In the subsequent configuration operation by metal cable 22, FIG. 3, operation is analogous, with the difference of the pulling action, and not thrust, applied by the said cable, as shown in FIG. 1; the neutral position of the said crank stud 10 is achieved with the play introduced between the extremity of the said cable 22 and the clamp 24 holding the said cable, positioned at the end of the stem 23: the compensation spring 25 has its maximum load in that position.
In this way, the shape of the template 9, as described earlier, may, advantageously have a non linear profile designed to achieve displacement relationships of the plate which vary in function of the positions of the crank stud 10, which may thereby conveniently be adjusted in function of the forces acting on the mechanism.
Operation of the sequential gearbox actuator, FIG. 4, is as follows. The power assisted control that acts on the clutch, as described earlier, also acts as control for the sequential gearbox actuator: as the crank stud 10 rotates it engages with one of the two profiles 31 and acting on plate 28 displaces it, the choice of profile depends on the direction of gear selection, either a higher gear or a lower one, and therefore on the sense of rotation of the stud 10; the pin 13, is in turn pushed by plate 28 under the action of the compensation spring 36, so as to act on the rod 33 connected with rods 40 and lever pedal 41. The control stroke of the gearbox is shorter than stroke of the said plate 28, the compensation of the springs 36 ensuring the gearbox stroke is completed, ensuring proper operation.
The engagement with the guiding profiles 31 of plate 28 is advantageously set after at least a quarter of a rotation of the stud 10 to enable the motor reducer to start in total absence of resistance and, furthermore, to engage with profile 31 with tangential motion so as to avoid shocks; the delay in the activation is also advantageous in its use in conjunction with the clutch actuator, allowing the clutch actuator to intervene before the gearbox actuator.
Furthermore the two profiles 32 enable the operator to use the sequential gearbox manually, without the intervention of the power assisted control and the actuator: the stud 10 can remain in its neutral position, shown in FIG. 4, while the plate 28, moved by the external lever system, pedal 41, lever 40, rod 42 and rod of extension 39, does not encounter obstructions during its stroke, thereby allowing manual operation.

■ **MATERIAL PROVIDED**
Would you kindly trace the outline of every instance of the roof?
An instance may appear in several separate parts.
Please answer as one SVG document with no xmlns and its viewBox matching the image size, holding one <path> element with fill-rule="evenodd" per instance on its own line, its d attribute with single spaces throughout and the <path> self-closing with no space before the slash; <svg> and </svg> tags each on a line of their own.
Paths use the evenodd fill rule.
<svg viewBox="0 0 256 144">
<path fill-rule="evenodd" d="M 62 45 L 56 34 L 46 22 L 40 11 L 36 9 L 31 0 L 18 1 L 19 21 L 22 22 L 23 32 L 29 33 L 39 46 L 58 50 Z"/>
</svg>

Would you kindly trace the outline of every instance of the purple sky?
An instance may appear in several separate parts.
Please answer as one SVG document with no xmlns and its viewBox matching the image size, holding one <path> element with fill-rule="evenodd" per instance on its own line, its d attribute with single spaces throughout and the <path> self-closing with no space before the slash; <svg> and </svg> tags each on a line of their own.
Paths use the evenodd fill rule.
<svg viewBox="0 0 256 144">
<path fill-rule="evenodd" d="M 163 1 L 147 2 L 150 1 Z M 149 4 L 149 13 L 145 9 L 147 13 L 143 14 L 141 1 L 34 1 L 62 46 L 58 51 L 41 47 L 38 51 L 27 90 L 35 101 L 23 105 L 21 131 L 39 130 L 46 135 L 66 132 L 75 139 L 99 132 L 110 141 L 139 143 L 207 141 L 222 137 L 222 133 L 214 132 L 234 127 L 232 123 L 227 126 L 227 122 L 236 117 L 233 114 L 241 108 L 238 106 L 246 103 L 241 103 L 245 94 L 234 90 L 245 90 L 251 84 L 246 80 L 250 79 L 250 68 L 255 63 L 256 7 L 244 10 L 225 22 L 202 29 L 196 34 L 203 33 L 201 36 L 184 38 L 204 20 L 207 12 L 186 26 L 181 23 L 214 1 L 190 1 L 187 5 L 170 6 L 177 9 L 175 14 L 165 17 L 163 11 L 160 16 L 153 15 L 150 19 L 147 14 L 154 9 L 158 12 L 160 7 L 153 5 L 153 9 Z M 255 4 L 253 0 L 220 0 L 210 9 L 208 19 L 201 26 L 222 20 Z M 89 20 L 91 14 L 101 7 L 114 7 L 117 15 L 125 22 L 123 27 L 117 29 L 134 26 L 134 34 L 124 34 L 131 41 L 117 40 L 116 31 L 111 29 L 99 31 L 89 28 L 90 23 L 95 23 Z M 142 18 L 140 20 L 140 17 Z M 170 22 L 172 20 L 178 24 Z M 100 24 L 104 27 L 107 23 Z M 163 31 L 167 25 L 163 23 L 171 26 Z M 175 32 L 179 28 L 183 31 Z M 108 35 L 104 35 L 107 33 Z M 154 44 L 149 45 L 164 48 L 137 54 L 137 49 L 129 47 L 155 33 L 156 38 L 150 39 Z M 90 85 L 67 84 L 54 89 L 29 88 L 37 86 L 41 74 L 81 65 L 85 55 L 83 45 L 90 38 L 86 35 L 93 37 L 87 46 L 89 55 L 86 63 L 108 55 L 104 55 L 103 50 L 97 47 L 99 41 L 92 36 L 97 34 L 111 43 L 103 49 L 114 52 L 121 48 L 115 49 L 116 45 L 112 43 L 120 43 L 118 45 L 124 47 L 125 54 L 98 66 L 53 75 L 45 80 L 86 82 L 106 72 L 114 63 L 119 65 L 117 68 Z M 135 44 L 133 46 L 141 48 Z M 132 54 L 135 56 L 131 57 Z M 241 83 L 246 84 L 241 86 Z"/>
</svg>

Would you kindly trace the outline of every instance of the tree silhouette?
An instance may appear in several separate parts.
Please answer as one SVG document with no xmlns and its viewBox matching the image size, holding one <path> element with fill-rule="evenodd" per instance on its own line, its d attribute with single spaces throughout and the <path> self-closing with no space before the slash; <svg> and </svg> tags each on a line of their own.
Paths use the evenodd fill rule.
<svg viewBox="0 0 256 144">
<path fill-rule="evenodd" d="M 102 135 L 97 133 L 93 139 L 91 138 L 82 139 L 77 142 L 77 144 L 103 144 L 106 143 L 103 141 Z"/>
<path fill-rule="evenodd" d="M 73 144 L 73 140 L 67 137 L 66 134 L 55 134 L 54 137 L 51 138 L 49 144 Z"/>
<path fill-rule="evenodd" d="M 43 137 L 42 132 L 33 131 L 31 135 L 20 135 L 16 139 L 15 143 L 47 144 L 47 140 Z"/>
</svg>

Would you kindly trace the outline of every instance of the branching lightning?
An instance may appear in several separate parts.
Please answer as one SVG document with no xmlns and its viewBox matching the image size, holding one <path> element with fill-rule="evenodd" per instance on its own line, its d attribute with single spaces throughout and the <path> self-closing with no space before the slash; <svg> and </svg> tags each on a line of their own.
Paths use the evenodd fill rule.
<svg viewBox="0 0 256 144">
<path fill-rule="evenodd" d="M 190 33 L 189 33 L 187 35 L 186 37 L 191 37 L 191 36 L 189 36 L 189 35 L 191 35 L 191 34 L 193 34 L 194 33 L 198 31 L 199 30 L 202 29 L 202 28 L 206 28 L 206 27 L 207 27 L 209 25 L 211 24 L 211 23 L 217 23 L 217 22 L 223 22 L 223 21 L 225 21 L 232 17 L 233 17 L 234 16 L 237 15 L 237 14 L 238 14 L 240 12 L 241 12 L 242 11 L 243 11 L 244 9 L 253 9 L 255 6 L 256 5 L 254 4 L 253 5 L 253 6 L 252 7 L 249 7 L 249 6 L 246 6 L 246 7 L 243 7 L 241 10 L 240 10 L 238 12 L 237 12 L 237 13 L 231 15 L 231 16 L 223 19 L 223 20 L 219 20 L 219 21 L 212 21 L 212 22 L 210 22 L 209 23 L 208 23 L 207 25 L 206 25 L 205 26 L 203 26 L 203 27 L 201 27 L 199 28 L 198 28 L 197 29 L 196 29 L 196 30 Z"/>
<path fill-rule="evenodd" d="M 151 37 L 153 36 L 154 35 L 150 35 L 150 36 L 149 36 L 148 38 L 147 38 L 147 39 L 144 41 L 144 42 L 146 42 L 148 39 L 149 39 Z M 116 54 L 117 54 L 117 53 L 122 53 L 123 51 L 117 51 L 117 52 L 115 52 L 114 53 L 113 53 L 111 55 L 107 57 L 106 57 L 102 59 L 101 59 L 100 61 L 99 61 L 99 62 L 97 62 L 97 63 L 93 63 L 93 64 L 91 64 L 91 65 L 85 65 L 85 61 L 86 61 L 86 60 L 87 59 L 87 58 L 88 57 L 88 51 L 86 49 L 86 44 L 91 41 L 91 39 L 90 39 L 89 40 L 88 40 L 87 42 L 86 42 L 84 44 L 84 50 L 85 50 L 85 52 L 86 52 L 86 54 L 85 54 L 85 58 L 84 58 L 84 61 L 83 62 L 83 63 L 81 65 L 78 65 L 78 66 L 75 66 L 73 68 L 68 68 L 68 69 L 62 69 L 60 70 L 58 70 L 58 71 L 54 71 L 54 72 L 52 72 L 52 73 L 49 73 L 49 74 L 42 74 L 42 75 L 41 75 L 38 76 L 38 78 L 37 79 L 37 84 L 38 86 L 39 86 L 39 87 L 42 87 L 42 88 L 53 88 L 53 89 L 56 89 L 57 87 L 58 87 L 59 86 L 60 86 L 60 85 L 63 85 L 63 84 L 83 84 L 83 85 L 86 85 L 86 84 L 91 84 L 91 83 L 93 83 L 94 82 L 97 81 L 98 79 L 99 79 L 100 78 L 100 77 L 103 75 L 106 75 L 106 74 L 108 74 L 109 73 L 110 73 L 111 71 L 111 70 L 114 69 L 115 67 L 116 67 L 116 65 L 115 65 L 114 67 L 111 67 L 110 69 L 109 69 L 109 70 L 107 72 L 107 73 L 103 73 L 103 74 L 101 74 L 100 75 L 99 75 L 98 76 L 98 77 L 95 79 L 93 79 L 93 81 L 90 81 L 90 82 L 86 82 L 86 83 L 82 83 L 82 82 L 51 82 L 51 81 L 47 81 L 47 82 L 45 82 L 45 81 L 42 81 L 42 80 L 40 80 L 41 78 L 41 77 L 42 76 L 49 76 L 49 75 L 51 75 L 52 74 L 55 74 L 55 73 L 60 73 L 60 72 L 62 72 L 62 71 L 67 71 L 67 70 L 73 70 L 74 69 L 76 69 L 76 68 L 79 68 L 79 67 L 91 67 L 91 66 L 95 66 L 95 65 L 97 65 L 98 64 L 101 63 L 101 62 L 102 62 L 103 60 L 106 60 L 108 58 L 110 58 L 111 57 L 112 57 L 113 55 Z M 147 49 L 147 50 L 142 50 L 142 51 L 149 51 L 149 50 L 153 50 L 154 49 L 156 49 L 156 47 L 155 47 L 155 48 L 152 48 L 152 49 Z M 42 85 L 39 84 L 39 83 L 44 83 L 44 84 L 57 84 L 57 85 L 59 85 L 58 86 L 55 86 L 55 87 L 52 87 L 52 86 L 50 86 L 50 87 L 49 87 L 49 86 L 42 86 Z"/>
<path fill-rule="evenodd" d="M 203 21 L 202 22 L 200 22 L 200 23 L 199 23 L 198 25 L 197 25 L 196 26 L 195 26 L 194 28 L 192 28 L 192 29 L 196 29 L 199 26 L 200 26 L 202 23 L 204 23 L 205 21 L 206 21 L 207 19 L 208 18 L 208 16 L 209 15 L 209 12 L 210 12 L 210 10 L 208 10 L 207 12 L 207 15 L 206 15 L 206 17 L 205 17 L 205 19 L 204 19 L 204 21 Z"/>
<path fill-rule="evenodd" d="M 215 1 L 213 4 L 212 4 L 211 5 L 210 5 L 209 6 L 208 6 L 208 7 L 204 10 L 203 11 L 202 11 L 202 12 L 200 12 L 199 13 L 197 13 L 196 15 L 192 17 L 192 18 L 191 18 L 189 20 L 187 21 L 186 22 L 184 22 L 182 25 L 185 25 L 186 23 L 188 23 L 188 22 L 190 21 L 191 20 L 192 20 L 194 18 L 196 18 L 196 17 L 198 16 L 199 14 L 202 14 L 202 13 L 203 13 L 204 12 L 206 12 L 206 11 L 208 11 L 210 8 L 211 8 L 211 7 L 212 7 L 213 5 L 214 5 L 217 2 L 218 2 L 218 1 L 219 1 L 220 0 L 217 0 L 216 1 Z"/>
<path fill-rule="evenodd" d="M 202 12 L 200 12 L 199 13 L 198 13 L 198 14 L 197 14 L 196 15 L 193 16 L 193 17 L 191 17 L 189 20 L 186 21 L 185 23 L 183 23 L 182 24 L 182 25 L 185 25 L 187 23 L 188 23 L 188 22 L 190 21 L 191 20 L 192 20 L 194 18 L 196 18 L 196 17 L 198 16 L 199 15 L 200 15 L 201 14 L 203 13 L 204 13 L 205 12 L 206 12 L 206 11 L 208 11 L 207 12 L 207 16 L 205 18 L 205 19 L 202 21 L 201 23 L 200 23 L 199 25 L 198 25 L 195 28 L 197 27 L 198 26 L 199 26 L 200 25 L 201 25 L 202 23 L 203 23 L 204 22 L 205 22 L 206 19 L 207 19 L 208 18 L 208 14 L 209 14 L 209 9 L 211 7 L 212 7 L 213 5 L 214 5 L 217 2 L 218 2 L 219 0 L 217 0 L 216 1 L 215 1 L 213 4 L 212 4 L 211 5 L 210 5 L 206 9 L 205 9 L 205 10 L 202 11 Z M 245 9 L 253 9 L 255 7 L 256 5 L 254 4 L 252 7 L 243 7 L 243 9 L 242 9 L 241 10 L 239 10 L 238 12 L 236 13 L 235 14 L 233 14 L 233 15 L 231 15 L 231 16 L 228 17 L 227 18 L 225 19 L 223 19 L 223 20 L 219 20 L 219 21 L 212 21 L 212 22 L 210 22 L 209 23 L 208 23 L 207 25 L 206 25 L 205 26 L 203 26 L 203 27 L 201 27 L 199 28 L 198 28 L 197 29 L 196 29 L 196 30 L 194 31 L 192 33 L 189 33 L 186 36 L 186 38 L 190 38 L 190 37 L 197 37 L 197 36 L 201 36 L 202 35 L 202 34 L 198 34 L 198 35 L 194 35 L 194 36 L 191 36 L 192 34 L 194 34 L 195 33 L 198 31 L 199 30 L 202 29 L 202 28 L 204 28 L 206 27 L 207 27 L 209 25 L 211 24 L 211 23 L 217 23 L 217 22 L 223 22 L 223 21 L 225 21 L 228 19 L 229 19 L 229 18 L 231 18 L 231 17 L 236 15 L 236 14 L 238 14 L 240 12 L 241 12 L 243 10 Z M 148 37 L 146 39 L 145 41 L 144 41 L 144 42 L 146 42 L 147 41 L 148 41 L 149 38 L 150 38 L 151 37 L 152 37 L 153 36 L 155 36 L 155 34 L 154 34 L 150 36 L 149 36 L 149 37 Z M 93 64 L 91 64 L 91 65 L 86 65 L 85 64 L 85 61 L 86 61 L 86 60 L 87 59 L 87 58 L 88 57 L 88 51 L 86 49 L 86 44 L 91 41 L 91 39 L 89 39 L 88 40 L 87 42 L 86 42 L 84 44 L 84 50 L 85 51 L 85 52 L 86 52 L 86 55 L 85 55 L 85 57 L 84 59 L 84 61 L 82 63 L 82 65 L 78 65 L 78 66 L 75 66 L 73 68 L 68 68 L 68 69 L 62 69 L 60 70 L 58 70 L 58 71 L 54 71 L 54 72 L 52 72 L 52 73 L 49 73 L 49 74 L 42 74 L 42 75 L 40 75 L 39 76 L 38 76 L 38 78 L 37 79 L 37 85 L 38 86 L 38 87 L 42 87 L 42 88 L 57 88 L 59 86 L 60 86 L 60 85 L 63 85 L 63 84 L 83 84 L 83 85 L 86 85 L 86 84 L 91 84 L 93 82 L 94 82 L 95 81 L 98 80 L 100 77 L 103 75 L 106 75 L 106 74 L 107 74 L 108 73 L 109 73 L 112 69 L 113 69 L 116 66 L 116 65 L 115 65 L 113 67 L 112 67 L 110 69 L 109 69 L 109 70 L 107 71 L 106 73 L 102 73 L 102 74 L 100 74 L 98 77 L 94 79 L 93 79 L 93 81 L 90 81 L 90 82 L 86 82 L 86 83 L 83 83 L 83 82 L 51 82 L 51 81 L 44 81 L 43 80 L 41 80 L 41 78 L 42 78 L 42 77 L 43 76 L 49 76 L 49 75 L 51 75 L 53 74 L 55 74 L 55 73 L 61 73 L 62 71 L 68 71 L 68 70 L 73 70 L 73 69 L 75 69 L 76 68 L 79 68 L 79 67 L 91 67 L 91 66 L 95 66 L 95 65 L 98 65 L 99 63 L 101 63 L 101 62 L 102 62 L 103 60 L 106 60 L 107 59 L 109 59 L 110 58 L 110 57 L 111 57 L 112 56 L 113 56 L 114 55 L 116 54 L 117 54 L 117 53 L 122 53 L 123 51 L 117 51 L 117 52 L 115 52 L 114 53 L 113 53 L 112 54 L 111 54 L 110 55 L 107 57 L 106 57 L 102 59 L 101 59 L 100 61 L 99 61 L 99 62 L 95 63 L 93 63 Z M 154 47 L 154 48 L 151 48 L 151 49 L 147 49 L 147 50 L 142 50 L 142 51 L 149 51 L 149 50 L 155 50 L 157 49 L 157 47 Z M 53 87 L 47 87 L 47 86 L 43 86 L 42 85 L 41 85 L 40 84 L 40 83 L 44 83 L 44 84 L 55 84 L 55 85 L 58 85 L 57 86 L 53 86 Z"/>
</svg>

■ **WHAT THIS EXERCISE ASKS**
**1)** Render this sentence from the gearbox actuator text into Spanish: "Operation of the sequential gearbox actuator, FIG. 4, is as follows."
**2)** Show each line of the records that contains the word "kindly". Case counts.

■ **RESULTS IN ORDER**
**1)** El funcionamiento del actuador de la caja de cambios secuencial, FIG. 4, es el siguiente.

**2)**
Would you kindly trace the outline of every instance of the roof?
Would you kindly trace the outline of every instance of the purple sky?
Would you kindly trace the outline of every instance of the tree silhouette?
Would you kindly trace the outline of every instance of the branching lightning?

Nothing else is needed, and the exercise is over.